**Extracted information:**
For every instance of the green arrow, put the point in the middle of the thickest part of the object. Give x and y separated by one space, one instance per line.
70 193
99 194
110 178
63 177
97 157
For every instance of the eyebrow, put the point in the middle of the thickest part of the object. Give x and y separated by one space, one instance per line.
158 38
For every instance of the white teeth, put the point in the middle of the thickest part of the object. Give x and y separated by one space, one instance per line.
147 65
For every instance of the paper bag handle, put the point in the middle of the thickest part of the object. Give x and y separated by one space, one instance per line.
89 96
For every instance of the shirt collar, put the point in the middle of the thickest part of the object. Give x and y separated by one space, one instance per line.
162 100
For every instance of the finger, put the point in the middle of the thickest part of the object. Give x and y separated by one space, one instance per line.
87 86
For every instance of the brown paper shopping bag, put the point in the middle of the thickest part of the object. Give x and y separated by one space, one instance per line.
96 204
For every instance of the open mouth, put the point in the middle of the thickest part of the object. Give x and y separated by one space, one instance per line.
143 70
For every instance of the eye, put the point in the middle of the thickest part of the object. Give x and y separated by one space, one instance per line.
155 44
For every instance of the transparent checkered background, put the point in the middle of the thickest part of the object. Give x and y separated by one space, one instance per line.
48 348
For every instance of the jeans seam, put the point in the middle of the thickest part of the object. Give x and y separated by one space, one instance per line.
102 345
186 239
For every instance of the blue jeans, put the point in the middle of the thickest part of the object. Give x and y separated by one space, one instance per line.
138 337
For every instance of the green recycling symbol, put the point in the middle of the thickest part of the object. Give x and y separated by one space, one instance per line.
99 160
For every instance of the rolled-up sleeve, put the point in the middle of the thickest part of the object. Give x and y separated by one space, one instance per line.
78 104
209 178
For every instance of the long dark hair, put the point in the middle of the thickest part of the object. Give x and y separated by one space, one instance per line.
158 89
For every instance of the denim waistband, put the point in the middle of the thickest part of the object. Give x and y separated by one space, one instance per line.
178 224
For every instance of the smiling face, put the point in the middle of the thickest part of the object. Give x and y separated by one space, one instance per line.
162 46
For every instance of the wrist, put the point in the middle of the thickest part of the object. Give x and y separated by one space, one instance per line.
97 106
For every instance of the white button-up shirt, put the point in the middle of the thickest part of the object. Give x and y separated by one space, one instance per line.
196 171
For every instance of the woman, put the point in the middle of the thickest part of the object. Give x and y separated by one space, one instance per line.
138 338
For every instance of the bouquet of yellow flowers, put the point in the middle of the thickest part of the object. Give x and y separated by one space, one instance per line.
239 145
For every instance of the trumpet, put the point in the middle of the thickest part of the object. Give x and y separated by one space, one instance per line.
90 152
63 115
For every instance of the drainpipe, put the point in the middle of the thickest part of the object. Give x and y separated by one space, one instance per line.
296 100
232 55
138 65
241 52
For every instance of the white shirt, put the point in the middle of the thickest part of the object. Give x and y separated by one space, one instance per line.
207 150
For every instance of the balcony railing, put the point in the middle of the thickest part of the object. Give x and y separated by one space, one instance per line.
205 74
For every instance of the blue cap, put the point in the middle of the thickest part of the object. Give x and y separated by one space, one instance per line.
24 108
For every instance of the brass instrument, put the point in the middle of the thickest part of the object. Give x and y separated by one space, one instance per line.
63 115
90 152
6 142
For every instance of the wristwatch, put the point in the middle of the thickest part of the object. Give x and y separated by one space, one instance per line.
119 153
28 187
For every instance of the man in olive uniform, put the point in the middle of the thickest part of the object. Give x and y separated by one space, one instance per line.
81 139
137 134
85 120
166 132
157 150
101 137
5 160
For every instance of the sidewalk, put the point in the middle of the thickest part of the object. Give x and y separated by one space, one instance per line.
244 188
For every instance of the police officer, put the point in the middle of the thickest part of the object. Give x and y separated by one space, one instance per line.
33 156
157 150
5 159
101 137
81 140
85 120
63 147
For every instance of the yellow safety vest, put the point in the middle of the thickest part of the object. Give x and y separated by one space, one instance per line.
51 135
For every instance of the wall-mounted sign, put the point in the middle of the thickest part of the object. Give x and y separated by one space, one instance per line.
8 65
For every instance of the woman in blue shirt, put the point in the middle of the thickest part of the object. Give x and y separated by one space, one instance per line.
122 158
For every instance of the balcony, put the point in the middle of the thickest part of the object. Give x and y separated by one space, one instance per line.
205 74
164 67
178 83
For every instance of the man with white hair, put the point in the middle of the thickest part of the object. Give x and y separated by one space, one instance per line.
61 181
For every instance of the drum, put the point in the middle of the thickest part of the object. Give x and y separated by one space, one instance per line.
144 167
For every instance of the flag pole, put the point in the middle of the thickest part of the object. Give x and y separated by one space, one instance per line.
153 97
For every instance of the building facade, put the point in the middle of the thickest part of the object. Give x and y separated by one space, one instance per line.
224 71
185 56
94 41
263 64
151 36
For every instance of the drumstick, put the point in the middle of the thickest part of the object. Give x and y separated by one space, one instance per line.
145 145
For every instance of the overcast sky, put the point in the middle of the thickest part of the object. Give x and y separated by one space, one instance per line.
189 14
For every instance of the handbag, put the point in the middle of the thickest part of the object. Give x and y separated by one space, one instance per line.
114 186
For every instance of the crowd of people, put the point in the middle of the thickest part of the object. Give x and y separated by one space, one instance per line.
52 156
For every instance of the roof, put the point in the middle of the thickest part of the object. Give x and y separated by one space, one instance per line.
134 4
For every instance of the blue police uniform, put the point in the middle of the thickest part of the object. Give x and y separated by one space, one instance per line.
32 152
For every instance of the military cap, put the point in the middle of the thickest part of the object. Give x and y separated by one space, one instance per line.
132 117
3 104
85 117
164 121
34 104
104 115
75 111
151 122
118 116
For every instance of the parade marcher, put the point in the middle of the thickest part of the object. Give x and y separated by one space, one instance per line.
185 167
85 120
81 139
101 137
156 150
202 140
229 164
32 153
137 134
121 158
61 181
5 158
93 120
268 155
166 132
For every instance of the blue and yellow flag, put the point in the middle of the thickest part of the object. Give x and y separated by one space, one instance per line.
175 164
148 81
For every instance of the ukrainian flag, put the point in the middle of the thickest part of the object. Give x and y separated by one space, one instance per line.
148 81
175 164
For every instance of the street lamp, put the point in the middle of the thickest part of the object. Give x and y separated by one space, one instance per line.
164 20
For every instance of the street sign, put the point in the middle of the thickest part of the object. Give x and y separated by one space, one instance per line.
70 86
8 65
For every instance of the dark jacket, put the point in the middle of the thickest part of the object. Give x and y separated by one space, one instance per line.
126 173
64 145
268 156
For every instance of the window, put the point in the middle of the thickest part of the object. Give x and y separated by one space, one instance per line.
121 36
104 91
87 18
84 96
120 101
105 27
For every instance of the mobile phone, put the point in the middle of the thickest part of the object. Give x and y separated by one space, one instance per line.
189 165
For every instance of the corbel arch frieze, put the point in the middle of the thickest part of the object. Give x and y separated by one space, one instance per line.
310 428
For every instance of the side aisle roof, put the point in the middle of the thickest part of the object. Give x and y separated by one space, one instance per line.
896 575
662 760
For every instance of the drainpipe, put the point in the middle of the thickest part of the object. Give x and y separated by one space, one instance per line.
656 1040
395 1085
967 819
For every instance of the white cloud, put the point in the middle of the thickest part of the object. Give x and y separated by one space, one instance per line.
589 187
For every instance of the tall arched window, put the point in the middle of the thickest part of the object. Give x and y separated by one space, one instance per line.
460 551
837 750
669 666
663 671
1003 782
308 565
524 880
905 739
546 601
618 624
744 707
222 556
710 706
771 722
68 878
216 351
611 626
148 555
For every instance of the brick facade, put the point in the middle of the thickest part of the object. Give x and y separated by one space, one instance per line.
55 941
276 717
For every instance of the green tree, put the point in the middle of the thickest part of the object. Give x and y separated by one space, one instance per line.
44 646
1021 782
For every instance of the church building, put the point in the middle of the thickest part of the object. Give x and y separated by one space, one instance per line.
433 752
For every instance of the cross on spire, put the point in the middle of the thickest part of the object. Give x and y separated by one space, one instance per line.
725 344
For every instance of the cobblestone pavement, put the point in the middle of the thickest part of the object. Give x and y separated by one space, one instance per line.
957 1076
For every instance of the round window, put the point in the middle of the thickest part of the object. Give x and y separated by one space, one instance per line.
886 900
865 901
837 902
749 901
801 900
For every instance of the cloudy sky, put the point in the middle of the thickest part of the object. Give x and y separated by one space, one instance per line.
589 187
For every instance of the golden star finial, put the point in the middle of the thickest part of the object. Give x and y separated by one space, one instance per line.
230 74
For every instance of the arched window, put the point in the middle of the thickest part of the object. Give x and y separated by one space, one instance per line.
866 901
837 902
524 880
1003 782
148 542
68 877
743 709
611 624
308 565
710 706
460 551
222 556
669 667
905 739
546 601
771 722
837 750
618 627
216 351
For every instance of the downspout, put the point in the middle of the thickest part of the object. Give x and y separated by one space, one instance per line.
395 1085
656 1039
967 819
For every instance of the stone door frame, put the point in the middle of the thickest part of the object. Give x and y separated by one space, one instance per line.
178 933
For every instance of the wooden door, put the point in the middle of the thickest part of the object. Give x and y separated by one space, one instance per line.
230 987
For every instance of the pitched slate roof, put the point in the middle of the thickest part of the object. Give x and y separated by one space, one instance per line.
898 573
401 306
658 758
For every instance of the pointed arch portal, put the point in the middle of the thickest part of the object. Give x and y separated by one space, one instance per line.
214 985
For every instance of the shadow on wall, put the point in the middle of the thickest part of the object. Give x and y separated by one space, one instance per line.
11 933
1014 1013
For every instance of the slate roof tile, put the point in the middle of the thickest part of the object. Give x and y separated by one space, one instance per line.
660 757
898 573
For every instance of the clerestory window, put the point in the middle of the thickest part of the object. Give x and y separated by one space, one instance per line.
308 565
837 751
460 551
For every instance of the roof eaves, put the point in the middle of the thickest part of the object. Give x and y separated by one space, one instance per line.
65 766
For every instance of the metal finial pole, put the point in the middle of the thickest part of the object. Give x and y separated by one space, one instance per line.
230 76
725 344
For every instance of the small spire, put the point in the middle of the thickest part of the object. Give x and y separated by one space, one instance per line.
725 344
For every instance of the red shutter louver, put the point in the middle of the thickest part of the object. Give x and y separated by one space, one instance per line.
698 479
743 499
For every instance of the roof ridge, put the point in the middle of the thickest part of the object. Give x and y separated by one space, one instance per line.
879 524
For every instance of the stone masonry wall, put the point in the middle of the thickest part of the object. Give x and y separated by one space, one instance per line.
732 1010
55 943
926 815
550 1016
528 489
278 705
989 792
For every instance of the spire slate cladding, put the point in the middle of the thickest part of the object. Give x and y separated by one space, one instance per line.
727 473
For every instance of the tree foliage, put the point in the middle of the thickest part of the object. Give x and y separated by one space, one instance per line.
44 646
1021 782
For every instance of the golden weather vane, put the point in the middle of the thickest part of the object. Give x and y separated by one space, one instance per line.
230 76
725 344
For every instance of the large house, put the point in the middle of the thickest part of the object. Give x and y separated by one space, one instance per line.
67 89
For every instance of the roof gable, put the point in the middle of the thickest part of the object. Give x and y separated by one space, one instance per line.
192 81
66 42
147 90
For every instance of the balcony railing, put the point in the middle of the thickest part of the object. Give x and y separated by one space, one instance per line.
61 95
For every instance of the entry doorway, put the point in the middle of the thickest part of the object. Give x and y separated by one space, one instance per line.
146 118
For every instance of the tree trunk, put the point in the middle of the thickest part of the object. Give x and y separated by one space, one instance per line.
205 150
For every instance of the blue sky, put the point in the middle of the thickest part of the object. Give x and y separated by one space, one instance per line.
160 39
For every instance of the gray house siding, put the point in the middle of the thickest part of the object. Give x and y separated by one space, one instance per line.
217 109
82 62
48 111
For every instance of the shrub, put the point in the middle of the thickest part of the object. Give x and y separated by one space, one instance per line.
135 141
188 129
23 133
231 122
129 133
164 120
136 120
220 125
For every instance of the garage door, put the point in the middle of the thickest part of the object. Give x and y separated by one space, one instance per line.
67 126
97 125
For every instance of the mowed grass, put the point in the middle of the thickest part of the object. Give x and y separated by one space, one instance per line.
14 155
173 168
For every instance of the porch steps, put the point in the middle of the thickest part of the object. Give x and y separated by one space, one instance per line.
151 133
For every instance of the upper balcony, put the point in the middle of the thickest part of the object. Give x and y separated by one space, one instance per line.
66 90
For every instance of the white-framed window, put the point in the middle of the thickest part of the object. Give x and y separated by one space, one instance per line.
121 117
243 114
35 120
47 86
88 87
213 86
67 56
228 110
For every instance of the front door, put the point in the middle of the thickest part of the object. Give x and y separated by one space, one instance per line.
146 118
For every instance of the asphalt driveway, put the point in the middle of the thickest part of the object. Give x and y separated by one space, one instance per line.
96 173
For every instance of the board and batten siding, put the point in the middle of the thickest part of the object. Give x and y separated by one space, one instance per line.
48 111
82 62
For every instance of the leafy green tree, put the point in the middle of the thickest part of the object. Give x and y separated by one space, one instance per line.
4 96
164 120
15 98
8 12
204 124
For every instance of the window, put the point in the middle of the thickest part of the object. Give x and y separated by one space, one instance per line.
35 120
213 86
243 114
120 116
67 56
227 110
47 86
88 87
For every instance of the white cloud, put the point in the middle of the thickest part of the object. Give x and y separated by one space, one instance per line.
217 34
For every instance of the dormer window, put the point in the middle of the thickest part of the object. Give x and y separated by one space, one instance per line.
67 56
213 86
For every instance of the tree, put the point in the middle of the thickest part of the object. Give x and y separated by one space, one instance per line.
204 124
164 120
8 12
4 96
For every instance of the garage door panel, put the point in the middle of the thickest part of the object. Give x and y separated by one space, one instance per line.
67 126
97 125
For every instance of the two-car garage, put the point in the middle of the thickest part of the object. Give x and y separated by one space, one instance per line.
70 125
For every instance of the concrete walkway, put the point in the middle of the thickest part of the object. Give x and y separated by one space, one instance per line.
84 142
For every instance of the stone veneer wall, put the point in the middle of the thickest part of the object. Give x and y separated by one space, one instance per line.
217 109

**Activity:** Look for the line with "For every instance of the stone veneer" in the listing above. Print it and each later line exactly, ending with the last line.

**Answer to the exercise:**
For every instance of the stone veneer wall, put the point in the middle of the thickest part of the object. Give x and y separated by one space, one instance per line.
217 109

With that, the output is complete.